Stored data entries:
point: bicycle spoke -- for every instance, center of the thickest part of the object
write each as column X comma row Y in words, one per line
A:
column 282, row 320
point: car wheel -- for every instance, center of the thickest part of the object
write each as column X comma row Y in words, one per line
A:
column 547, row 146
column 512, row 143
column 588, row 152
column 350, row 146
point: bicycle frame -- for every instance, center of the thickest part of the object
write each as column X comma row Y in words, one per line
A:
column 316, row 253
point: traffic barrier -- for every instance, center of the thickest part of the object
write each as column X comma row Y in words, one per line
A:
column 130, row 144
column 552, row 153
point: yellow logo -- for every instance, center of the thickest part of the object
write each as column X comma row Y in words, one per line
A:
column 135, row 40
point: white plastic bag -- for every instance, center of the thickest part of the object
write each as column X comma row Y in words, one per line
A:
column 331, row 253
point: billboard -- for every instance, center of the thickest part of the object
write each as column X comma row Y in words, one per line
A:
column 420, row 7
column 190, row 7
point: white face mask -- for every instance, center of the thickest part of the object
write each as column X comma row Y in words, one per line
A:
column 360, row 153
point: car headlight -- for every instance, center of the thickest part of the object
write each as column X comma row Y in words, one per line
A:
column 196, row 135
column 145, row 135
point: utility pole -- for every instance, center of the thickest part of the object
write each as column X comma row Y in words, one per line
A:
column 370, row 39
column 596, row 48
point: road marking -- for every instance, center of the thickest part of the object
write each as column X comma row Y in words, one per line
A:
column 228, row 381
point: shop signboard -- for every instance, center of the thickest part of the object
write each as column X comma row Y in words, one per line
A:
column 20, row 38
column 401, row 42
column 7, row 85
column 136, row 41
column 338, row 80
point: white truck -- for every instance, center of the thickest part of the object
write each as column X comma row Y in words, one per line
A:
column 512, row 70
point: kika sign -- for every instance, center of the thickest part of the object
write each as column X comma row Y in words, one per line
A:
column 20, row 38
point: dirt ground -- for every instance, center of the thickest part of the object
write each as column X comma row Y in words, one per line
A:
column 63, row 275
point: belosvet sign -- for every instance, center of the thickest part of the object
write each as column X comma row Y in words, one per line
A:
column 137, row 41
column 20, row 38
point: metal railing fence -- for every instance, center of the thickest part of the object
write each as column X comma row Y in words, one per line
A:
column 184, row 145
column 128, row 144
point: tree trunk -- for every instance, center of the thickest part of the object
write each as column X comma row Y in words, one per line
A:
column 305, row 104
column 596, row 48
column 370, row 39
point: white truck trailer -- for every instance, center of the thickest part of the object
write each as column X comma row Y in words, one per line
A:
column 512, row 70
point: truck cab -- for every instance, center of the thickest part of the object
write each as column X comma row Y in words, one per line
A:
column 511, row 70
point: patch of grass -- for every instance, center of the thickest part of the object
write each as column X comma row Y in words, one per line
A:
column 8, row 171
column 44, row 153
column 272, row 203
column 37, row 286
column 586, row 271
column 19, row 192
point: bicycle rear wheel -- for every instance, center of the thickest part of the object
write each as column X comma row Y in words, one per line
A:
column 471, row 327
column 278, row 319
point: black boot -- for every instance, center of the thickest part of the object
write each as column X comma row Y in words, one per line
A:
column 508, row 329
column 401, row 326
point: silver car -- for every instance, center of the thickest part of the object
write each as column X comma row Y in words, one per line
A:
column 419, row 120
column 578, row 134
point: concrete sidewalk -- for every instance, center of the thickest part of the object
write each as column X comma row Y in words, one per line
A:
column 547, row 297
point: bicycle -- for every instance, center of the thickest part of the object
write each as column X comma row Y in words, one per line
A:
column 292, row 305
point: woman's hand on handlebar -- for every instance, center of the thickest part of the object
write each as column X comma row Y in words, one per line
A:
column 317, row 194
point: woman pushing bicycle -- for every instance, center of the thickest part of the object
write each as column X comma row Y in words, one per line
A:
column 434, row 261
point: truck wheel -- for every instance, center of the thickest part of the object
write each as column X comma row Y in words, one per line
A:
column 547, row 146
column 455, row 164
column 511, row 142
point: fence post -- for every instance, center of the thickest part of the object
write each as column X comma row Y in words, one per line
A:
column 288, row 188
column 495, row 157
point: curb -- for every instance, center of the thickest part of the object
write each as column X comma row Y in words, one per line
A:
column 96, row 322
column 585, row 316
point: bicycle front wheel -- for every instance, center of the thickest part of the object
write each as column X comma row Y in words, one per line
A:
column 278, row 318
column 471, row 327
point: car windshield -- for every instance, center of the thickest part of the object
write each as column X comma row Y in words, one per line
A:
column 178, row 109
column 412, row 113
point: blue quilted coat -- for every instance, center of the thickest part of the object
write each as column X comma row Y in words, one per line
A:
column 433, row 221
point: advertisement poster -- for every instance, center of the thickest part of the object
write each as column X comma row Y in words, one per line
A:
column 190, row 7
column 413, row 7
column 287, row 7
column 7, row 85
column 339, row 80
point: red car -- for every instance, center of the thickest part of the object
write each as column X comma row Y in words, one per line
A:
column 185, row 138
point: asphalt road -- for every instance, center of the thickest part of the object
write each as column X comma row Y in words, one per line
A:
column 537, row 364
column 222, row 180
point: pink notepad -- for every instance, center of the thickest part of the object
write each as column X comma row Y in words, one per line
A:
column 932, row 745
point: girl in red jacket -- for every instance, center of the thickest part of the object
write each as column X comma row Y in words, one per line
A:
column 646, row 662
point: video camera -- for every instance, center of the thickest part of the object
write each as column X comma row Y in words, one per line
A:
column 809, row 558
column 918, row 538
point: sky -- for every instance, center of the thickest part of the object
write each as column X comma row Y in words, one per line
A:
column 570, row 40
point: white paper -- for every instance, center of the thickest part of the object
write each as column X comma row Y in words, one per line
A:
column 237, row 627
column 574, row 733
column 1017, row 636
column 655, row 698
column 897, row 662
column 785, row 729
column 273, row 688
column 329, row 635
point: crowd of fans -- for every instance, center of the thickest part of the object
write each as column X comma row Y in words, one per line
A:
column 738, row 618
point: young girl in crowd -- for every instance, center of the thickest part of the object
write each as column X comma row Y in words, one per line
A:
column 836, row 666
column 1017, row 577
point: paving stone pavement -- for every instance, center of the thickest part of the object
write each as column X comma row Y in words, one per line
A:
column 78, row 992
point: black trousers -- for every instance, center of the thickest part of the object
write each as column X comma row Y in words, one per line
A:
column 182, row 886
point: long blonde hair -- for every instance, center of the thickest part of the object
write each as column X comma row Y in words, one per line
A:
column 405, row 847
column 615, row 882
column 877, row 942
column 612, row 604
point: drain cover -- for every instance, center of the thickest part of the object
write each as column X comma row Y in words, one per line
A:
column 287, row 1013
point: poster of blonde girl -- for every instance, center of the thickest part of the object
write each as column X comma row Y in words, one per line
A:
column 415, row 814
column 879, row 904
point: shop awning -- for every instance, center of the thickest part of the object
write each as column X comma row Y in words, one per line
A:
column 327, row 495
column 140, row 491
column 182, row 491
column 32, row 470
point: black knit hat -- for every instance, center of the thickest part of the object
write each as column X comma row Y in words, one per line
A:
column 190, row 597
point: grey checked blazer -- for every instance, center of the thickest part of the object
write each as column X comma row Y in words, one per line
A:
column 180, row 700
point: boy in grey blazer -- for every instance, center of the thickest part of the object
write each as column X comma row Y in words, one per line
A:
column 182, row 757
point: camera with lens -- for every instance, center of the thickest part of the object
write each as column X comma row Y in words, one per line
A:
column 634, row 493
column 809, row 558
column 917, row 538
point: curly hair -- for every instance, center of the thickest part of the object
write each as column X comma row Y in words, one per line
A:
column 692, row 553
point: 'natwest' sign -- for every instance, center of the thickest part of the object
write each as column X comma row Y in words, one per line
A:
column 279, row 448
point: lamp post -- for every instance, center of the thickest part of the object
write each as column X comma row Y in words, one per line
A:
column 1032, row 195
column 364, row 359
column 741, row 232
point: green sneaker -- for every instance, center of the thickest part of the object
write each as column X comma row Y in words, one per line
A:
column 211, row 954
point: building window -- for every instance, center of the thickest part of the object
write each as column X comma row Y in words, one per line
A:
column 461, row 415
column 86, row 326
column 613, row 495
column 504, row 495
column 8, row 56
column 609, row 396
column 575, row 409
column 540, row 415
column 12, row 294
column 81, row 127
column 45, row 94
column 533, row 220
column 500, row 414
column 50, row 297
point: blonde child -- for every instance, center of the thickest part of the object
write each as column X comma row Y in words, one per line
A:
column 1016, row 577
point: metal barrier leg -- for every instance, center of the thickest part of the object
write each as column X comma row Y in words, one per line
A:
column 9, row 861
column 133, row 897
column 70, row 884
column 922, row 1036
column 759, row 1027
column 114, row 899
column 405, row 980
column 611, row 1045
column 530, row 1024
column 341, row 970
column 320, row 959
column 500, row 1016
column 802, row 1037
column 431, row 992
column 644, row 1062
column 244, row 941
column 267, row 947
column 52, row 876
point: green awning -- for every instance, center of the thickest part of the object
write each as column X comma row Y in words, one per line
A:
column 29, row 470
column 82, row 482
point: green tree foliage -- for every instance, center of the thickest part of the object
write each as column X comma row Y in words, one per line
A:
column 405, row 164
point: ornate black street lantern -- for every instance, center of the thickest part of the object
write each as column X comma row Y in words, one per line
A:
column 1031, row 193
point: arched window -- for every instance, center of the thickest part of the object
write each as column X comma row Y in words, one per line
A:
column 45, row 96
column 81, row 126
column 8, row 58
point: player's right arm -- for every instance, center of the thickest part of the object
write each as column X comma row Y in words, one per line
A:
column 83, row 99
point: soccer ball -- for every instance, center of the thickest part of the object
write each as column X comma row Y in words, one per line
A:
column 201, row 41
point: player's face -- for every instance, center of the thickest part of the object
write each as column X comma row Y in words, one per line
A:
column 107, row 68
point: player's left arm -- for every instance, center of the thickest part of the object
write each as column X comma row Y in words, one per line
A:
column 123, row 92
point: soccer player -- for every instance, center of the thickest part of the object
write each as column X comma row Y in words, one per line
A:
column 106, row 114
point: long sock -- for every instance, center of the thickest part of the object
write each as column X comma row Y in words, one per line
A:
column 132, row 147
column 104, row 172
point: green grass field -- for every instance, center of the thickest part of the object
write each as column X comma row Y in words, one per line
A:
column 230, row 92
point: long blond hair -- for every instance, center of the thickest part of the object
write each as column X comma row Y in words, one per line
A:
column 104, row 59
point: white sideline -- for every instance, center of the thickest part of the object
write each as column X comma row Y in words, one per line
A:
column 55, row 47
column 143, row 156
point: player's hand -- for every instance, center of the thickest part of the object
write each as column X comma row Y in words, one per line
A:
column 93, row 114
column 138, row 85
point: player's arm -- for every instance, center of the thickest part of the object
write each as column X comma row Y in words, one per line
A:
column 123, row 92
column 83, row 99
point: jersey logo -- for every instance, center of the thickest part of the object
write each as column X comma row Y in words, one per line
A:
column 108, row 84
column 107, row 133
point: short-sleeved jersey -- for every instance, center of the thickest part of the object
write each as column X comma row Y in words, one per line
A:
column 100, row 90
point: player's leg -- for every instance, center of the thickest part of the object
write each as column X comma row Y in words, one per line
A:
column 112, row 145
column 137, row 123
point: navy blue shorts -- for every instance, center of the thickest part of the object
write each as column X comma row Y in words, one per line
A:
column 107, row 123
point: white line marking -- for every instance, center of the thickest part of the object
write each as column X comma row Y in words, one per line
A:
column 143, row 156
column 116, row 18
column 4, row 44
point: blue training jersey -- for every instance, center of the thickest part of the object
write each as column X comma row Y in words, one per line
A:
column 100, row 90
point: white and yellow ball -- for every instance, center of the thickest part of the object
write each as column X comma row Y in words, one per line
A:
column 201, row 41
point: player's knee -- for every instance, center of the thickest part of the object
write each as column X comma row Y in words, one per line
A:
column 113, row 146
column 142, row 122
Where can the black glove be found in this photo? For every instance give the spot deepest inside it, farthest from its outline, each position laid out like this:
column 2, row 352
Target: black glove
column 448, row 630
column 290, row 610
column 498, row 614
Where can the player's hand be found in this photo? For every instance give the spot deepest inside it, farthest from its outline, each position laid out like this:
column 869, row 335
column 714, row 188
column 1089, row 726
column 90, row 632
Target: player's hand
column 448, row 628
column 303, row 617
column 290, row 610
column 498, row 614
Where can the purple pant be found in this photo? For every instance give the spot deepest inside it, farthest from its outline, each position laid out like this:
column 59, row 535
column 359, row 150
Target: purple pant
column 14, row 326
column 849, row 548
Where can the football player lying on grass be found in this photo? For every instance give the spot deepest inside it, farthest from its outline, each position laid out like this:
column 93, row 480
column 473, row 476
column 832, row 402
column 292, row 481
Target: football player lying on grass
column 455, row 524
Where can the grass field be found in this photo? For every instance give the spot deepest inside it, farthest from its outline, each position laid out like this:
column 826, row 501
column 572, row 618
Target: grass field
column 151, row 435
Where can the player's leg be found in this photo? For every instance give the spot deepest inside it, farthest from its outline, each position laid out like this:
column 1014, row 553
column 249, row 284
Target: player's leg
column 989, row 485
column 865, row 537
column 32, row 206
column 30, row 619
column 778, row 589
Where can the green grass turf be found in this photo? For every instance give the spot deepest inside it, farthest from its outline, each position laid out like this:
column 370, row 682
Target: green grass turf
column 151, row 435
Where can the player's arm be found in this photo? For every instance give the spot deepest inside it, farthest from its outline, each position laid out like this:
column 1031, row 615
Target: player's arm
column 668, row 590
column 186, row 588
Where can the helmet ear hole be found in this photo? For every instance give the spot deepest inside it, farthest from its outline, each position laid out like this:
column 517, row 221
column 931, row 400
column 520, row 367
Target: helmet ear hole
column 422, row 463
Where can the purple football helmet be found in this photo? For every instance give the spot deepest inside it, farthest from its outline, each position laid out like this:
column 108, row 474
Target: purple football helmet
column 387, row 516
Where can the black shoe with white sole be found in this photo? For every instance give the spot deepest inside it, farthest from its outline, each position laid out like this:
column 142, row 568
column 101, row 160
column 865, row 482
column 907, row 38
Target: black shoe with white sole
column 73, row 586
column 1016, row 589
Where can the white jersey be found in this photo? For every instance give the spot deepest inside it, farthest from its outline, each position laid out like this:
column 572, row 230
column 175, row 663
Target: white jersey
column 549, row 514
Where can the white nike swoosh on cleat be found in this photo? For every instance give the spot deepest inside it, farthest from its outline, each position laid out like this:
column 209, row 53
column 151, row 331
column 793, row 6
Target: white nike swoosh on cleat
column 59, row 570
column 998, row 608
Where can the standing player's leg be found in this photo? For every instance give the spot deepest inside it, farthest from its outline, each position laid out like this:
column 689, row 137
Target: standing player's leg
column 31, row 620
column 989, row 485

*Task statement:* Please copy each line of the records above in which the word "blazer" can be found.

*Solution to this exercise:*
point: grey checked blazer -- for every instance, center of the thickest part of the object
point: boy in grey blazer -- for every instance, center of the thickest part of the object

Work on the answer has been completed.